— FRAGMENTO DE PÁGINA —
######

El anillo en la copa, la lista de todo lo malo que se quema para dejarlo atrás, la pierna levantada como una garza para empezar el año con el pie derecho y las uvas, doce como las campanadas, corriendo, corriendo para conjurar la suerte.

Hoy te las tomas con tu hijo confinado en su habitación de niño, con una puerta de por medio. Tan raro. El bicho. 

Se acaba un año, empieza otro.

Propósitos que caducan a la semana, la ilusión de que mejore lo que pueda mejorar y que no empeore lo que ya se tiene. ¡Bah! Las cosas ya han cambiado.

Te lo quieres imaginar como un folio en blanco. Con olor a nuevo o a polvos de talco de recién nacido. Pero te huele a lo mismo que el 2021 y que el 2020. A miedo, a rancio, a cansancio, a desesperanza y a una inconmensurable hartura.

El epitafio de 2021 se lo dejamos a Pedro Sánchez. Su Persona.

El que hirió de muerte al periodismo durante el confinamiento, y lo ha dejado agonizando a fuerza de aguinaldos con dinero ajeno, comparece para “rendir cuentas” (sic) al acabar el año, pero sólo ante la prensa amiga.   

“La pandemia no ha sido un freno, sino un acelerador de un gran proceso de modernización que está viviendo España”. Bendita pandemia, benditos muertos (más de 130.000), qué generosidad aceptando gustosos el sacrificio de convertirse en el motor de la vanguardia española.

La doctrina del concilio de Davos va dejando su rastro de miguitas hasta que el mensaje cale. Sánchez, alumno aventajado de Klaus Schwab, pretende que traspasemos las paredes de nuestra realidad y le creamos. Mire. No.

Sabemos que el mundo no va a volver a ser como era, que España no va a volver a ser lo que era, pero a diferencia de esa elite encaramada al monte Davos o de la que pulula por las Cortes y por los ministerios, sabemos a ciencia cierta que lo que viene no nos va a gustar. Probablemente porque lo que hay tampoco nos gusta.

######

— DATOS REGISTRADOS —
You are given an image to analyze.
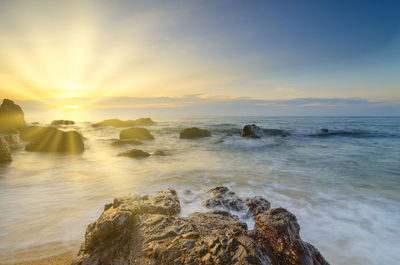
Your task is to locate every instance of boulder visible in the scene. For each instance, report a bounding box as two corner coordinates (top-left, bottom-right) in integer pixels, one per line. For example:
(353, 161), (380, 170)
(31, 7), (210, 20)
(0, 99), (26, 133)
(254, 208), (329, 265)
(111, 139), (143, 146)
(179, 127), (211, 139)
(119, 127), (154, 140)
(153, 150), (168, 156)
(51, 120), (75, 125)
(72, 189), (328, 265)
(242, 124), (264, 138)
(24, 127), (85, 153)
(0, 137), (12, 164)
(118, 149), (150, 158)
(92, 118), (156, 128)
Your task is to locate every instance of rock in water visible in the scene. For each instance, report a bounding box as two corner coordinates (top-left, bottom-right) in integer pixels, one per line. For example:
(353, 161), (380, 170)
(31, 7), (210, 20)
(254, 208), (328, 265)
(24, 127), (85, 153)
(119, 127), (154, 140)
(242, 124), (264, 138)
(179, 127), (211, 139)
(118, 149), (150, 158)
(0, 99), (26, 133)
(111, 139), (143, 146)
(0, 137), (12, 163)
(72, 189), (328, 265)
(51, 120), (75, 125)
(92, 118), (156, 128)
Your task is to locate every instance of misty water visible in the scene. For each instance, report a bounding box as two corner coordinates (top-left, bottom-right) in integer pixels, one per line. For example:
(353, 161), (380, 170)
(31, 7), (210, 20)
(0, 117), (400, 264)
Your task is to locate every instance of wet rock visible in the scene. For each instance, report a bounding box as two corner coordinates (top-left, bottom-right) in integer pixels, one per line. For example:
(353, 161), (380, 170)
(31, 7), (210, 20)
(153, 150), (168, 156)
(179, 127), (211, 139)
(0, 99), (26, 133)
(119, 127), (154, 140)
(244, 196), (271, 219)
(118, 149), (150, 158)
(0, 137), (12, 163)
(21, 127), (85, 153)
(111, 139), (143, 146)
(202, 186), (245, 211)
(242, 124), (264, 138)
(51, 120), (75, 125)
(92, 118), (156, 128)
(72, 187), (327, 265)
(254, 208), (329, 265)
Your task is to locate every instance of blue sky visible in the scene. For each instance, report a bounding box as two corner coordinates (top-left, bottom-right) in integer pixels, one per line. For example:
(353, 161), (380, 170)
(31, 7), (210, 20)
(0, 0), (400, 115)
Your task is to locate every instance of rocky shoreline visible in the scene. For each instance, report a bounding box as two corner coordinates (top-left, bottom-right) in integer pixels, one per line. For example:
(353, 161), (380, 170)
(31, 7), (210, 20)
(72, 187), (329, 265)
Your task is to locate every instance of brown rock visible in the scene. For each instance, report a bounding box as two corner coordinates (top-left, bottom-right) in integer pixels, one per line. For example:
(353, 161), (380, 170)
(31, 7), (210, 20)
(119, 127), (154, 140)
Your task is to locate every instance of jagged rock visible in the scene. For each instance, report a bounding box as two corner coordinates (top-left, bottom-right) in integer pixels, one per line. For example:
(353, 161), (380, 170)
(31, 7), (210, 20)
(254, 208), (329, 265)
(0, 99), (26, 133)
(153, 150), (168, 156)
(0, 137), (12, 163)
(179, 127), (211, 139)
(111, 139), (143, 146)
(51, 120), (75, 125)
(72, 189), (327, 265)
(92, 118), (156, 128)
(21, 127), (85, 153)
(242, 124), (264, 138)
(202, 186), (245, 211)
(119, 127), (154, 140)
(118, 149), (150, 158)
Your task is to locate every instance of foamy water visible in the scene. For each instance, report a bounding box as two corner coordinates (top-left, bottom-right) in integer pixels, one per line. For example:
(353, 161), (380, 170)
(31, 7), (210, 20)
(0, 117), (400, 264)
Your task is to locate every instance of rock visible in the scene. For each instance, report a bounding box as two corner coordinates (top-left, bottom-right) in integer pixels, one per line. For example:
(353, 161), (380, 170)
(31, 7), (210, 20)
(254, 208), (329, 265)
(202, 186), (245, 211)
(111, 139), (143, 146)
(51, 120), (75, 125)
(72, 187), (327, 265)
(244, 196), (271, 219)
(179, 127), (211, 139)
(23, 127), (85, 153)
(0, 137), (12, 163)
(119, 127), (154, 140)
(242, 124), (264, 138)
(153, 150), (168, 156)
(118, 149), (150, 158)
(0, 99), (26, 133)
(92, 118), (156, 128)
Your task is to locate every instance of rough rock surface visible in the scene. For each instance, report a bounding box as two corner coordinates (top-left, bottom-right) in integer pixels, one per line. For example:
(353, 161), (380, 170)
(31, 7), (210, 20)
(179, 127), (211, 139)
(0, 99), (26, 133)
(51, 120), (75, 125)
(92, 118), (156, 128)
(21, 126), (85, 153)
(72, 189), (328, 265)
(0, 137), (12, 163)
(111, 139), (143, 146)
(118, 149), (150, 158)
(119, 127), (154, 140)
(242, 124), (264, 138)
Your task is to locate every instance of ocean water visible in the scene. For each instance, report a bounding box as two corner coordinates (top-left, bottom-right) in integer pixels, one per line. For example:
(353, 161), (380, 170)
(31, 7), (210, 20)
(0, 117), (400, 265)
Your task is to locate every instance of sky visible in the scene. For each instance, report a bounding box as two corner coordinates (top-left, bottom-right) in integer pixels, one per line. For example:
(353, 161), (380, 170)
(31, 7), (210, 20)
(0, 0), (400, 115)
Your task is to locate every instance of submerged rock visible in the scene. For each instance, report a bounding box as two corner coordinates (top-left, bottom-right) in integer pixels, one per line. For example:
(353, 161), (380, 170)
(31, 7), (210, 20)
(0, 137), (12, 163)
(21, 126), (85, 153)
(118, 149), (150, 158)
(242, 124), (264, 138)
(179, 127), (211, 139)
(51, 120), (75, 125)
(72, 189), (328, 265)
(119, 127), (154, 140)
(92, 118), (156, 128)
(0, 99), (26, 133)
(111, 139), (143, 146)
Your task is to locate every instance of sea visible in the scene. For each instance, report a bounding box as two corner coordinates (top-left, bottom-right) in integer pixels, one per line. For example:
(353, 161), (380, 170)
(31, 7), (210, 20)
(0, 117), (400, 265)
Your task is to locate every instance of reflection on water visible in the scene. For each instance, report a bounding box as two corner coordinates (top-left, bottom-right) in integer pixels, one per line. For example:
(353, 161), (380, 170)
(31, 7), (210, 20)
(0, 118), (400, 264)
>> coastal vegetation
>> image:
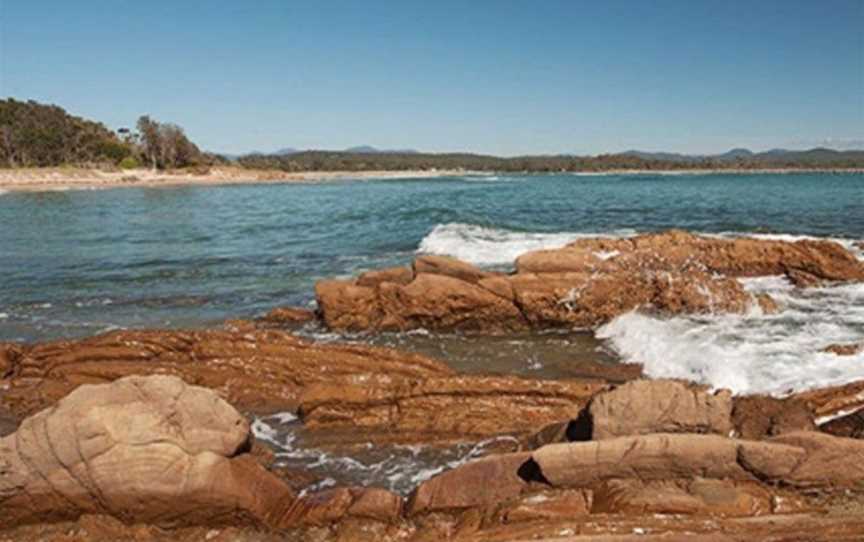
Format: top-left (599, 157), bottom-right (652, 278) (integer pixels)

######

— QUÉ SE PIDE —
• 1. Copia del fragmento el pasaje que empieza con "Propósitos que caducan" y termina con "ya han cambiado.", cambiando el nombre "Propósitos" por "Resoluciones".
• 2. Enumera todas las cosas a las que, según el fragmento, te huele el nuevo año.
• 3. Explica, por favor, por qué, según el fragmento, sabemos que lo que viene no nos va a gustar.
Las entradas no intervienen en esto.

— SOLUCIONES POR TAREA —
• 1.
Resoluciones que caducan a la semana, la ilusión de que mejore lo que pueda mejorar y que no empeore lo que ya se tiene. ¡Bah! Las cosas ya han cambiado.

• 2. Miedo, rancio, cansancio, desesperanza y una inconmensurable hartura.

• 3. Probablemente es porque lo que hay tampoco nos gusta.